O niani – pytań kilka

Witam serdecznie stare koleżanki po dość długiej nieobecności jeśli mnie ktoś jeszcze pamięta
nowe przy okazji też 😉

Pytań mam kilka dotyczących niani. Przejrzałam forumowe wątki o nianiach ale nie znalazłam odpowiedzi na wszystkie pytania. Jako, że nasze forum to źródło nieocenionej wiedzy to i tym razem pewnie coś mądrego podpowiecie.
Ale może po kolei.

Moja koleżanka ma zająć się dzieckiem. Mały chłopczyk w chwili podjęcia opieki będzie miał jakieś 9 miesięcy.
Opieka ma się odbywać u niej w domu.
W przyszły poniedziałek ma się u niej zjawić mama maluszka.
I teraz mam pytań kilka
Na co Wy jako mamy zwróciłybyście uwagę w takim domu? O co byście przyszłą nianię wypytywały, co by Was drażniło a co by się podobało w niani, jej domu, podejściu itp itd.

Dodam, że potencjalna niania ma swoją córkę w I kl SP. Po swoim dziecku ma jeszcze sporo rzeczy, które będą wykorzystywane do opieki nad maluszkiem.
Np mata edukacyjna, kojec, łóżeczko, wózek spacerowy, krzesełko do karmienia, sterylizator do butelek, zabawki (min Fisher Princa)
Kasia jest bardzo miłą osobą, z zawodu jest nauczycielem (teraz uczy fizyki ale ma też skończoną pedagogikę przedszkolną).
Padnie też pewnie pytanie o wynagrodzenie
Przewertowałyśmy stronę niania.pl no i ceny są różne. Ile płaci się teraz niani? Podpowiedzcie coś

Strona 2 odpowiedzi na pytanie: O niani – pytań kilka

  1. marcin miał nianie od 3 r z bo wrócilam do pracy. Najpierw młoda studentka -no powiedzmy,że ok ale pofyrtana była nieźle i nie na tyle dyspozycyjna więc musiałyśmy sie rozstać.potem była pani ok 50tki -super kobietka- taka zywiolowa energiczna,tak zajmowała mlodemu czas że nie mial czasu sie nudzic przy niej. Nie siedzieli w domu tylko ciagle gdzies wędrowali. sytuacja zyciowa zmusiła ja do zrezygnowania i trzecia pani -w podobnym wieku -ale zupelnie inny temperament.spokojna,mało energiczna,malo wychodzili bo “za zimno”,”za cieplo”,”za mokro” itp…. ale że bywała sporadycznie to tolarowałam jej obawy -twierdziła,że boi sie z nim iśc np na huśtawki że cos sie stanie itp….

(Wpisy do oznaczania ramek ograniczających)
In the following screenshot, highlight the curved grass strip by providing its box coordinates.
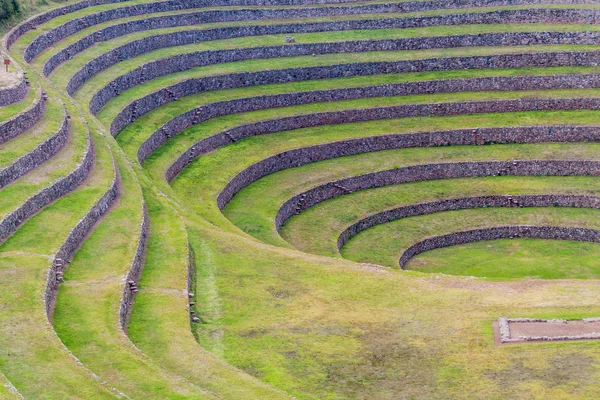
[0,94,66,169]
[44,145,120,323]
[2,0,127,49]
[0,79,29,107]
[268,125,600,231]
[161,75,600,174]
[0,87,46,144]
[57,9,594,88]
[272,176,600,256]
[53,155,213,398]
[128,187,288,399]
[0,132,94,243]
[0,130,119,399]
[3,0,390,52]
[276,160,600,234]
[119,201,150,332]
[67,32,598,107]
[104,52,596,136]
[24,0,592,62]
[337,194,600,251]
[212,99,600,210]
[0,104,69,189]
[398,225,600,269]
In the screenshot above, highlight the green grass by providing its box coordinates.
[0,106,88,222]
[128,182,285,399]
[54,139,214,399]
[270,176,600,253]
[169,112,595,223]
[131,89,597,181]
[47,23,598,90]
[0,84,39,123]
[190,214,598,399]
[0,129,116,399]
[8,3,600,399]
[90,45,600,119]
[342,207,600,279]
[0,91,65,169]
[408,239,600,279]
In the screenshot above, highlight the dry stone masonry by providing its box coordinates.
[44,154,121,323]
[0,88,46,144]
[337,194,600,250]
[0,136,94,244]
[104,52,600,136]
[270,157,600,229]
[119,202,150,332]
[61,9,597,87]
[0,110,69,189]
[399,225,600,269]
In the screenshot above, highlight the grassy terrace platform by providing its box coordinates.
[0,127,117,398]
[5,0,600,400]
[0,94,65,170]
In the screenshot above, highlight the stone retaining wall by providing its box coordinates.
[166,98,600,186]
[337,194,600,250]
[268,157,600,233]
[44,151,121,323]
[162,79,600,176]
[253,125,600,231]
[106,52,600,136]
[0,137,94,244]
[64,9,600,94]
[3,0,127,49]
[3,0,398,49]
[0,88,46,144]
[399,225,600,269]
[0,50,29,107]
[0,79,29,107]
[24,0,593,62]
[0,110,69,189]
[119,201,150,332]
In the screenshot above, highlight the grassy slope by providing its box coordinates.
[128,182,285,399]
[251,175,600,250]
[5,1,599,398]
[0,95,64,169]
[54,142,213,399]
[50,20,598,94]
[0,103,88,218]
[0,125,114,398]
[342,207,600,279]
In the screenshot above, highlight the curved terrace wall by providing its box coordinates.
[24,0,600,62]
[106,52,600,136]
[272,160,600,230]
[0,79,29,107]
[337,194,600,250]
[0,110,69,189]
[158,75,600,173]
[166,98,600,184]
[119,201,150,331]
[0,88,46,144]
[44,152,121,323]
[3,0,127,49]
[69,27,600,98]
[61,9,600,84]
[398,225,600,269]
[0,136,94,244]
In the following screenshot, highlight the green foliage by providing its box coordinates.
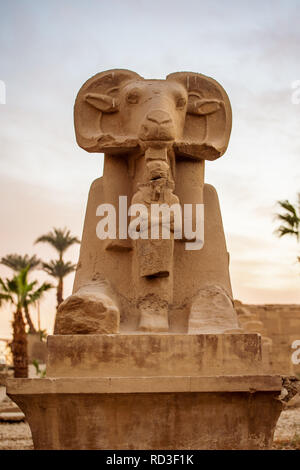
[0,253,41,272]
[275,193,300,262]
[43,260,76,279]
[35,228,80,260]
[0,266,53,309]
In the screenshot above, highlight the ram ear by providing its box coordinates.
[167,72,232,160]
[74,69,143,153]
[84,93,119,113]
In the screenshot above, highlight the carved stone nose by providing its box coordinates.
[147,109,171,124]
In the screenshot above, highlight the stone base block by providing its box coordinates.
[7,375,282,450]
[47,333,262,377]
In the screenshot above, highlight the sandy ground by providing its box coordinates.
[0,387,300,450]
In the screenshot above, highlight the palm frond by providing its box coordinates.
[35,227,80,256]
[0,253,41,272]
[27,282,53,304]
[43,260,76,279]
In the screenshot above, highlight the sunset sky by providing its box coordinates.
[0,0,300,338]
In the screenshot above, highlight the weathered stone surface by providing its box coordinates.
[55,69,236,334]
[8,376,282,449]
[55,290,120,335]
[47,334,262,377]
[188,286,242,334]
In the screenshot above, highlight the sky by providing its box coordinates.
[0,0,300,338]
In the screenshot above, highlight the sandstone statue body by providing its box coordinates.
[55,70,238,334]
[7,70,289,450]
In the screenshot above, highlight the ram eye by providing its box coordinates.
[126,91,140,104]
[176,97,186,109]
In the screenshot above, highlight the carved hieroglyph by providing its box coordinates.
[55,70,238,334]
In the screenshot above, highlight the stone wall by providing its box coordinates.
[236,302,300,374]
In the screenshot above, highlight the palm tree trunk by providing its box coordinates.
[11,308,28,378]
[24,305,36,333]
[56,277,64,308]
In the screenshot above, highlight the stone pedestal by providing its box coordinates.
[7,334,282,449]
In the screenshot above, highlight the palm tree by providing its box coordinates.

### Zadanie do wykonania
Napisz dalszy ciąg tekstu o niani, zaczynając bezpośrednio po jego ostatnim zdaniu.

### Oczekiwana odpowiedź
    musisz poznac charakter opiekunki,czy nadąża za maluchem,czy kreatywnie wymysla zabawy,czy ma cierpliwośc….
    gdybym miała znów szukac opiekunki to tylko osoby ok 50tki.
    z tą pierwsza pomocą to troche przerost formy nad treścią -sama nie umiałabym jej udzielić…..
    czasami od opiekunek wymaga sie cudów,niejeden rodzic sam nie robio tego czego wymaga od niani.
    wystarczy poczytac na portalu niania.pl forum niań obecnych i byłych….. opisują rózne dziwactwa…

    • Zamieszczone przez Mamá
      Fasolada a nie macie np klubiku?

      Mamy 1 na sasiedniej ulicy ale jest fatalny :/ zlobek jest ale daleko. poza tym ja potrzebuje kogos do pomocy przy 2- tak patrzac przyszlosciowo.
      zadalam pytanie dziewczynie jakie proponuje zabawy dla dziecka w wieku mojego Nika. odpowiedziala, ze jak sie bawila to dziecko samo sobie wybieralo zabawki, czasami klocki czasami pilke. ale wiadomo ze takie dziecko dluzej niz 5min sie niczym nie pobawi. oj, nie spodobala mi sie ta odpowiedz…
      ale bardziej odrzucil mnie jej jezyk!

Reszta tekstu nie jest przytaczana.